### Extract to read
★ ★ ★ ★ ★
L to R: Bette White, chair of Harlem Hospital CAB; Reba Williams, M.D., medical director Renaissance Health Care Network; Bernadette McKentney-Brown, associate executive director, Renaissance Health Care Network; Ruth Clark, co-chair of the Joint Legislative Breakfast; Melvin Christian, co-chair of the Joint Legislative Breakfast; Jackie Rowe-Adams, chair, Renaissance Health Care Network CAB; and Denise C. Soares, senior vice president Generation+/Northern Manhattan Hospitals Corporation (128494)

Saturday, March 7, the Renaissance Health Care Network and Harlem Hospital community advisory boards held their Joint Legislative Breakfast at Harlem Hospital Center.

The event was co-chaired by Renaissance Health Care Network CAB Vice Chair Ruth Clark and Harlem Hospital Center Second Vice Chair Melvin Christian. Assemblyman Keith L.T. Wright was the keynote speaker, with remarks from Elsie McCabe Thompson, president of NYC Mission Society, and Senior Vice Presidents Denise C. Soares and LaRay Brown.

The following political leaders were in attendance: Rep. Charles B. Rangel, Councilwomen Inez Dickens, Manhattan Borough President Gale Brewer and New York City Comptroller Scott Stringer. The following officers from Gotham Health were in attendance: CEO Dr. Walid Michelen, COO Anita Hill, Board Chair Dr. Dorothy McCray, Board Vice Chair Elissa Macklin and Denisha Johnson-Williams, who is also a member of the Renaissance Health Care Network CAB. Senior Director, HHC President’s Office of Special Projects Erik Cliette was in attendance, and from Assemblyman Keith Wright’s office, Chief of Staff Jeanine Johnson and Senior Manager Maurice A. Cummings were in attendance.
★ ★ ★ ★ ★
### Prompt 1
In the article about the Joint Legislative Breakfast, who was the keynote speaker?
### Prompt 2
Extend the article about the Joint Legislative Breakfast, picking up after its final sentence.
The lines that come next are separate material and have no connection to the article about the Joint Legislative Breakfast.

### Data supplied
★ ★ ★ ★ ★
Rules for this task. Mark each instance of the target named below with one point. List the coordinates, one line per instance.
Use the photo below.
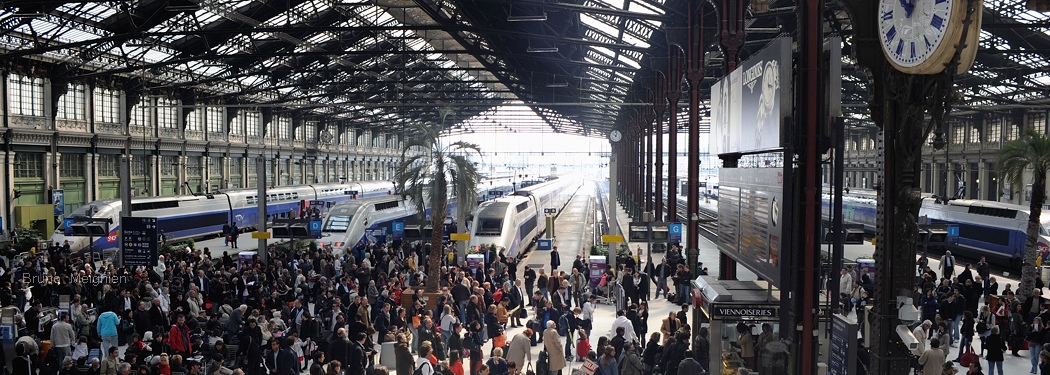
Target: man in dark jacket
(690, 366)
(358, 355)
(529, 283)
(674, 353)
(339, 347)
(554, 261)
(288, 362)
★ ★ ★ ★ ★
### Answer section 1
Assemblyman Keith L.T. Wright

### Answer section 2
The invocation was given by Imam Abdullah, Harlem Hospital Muslim chaplain, with whom a delegation of Muslim leaders was in attendance.

Bette White, chair of Harlem Hospital Center CAB, and Jackie Rowe-Adams, chair of the Renaissance Health Care Network CAB, said this year’s theme was “Intergenerational Health Care: A 21st Century Model.” The process of aging means different health services varies significantly by age. The association between age and health care raises a number of issues related to intergenerational complications, including social resources across age groups and health-cost increase in the public sector.